-- Start of SELECTION --

Quick, describe your refridgerator. Do you focus on the outside or the inside? The shape or the contents? The color or the artwork? I tend to move from the obvious to the less so–my refrigerator is black with a bottom freezer. It’s littered with photos - mostly of children, artwork - mostly by children, funky magnets, and the phone numbers of six different pizza restaurants. A pig-shaped bowl made of lava sits on top of my refridgerator.

I have no idea what, psychologically, this says about me. But it’s intriguing, for some reason.

My desk is more interesting than my fridge. My desk represents, to me, the one small bit of space in the house that is truly mine, besides my underwear drawer.

My desk is a small, old-fashioned wooden one with a drop-down desktop. My grandparents gave it to me for my 12th birthday. It sits in the corner of my living room, next to the front window. Out of the window, I can see two large dogwood trees, lots of liriope, a pink peony, and my Honda hybrid. And, today, the neighbor’s recycling bins.

-- End of SELECTION --
-- Start of SUPPLIED INFORMATION --

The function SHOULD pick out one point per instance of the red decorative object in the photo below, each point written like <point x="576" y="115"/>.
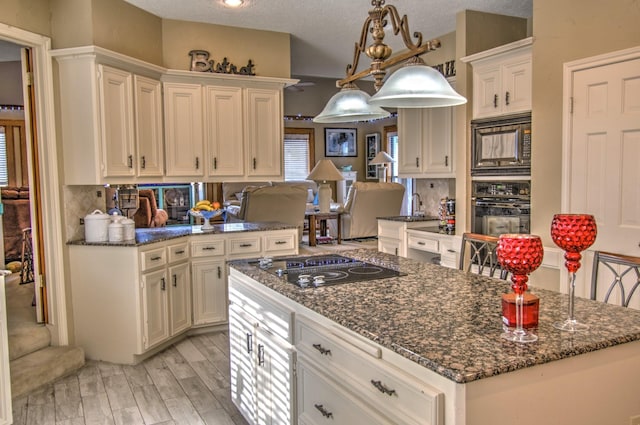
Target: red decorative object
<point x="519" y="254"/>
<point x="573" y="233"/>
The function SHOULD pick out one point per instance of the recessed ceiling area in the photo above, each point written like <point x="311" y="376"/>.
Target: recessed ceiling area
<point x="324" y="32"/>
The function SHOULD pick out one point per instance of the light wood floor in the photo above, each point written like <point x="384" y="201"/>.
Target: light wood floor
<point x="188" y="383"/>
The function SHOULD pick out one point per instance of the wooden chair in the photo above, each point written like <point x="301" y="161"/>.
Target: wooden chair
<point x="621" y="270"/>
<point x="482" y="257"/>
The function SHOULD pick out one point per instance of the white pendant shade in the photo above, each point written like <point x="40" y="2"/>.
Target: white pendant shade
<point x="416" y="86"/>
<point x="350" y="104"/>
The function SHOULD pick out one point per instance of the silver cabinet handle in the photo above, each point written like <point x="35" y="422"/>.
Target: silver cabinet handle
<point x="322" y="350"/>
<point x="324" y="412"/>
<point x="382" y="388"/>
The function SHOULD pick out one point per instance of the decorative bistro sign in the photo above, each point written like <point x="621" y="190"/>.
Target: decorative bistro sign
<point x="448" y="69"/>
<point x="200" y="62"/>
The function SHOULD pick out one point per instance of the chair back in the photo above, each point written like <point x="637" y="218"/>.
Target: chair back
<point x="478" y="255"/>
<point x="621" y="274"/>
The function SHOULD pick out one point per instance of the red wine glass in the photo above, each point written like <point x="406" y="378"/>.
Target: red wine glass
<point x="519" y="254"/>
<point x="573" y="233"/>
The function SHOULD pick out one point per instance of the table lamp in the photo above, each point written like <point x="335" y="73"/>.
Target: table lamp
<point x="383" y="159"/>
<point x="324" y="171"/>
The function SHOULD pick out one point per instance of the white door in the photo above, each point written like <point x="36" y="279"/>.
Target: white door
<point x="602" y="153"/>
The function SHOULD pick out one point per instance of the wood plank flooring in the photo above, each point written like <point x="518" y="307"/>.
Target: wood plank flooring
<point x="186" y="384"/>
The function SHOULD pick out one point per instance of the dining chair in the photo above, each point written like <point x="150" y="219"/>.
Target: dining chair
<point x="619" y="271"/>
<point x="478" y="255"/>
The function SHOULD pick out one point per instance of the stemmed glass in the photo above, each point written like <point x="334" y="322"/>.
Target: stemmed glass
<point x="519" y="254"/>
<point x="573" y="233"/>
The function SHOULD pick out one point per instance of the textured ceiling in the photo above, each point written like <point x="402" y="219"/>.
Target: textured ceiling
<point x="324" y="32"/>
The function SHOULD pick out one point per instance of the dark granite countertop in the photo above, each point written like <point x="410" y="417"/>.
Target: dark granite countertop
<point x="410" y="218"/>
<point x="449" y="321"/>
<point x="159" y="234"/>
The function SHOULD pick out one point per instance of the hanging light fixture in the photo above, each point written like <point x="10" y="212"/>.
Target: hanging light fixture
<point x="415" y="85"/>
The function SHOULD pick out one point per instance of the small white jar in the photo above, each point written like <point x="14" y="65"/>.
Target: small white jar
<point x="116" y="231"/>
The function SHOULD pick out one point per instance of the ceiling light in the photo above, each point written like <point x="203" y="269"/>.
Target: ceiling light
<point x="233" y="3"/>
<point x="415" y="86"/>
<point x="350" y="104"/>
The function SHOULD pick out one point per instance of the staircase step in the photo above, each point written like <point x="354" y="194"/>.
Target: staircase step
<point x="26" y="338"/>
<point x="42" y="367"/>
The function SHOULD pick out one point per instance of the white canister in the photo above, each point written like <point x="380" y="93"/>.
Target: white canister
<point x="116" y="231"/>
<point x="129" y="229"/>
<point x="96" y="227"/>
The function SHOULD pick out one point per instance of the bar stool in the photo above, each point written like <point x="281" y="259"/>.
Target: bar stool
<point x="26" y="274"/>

-- End of SUPPLIED INFORMATION --

— GOAL —
Using the passage about the refrigerator and the desk, decide whether each statement agrees with it: (a) The desk was a gift from the writer's grandparents. (b) The refrigerator has its freezer on top. (c) The desk sits in a corner of the kitchen. For each one, answer yes or no and quote the words of the passage that settle it. The records are not needed for this work.

— CORRECT RESPONSE —
(a) Yes: "My grandparents gave it to me for my 12th birthday."
(b) No: "my refrigerator is black with a bottom freezer."
(c) No: "It sits in the corner of my living room, next to the front window."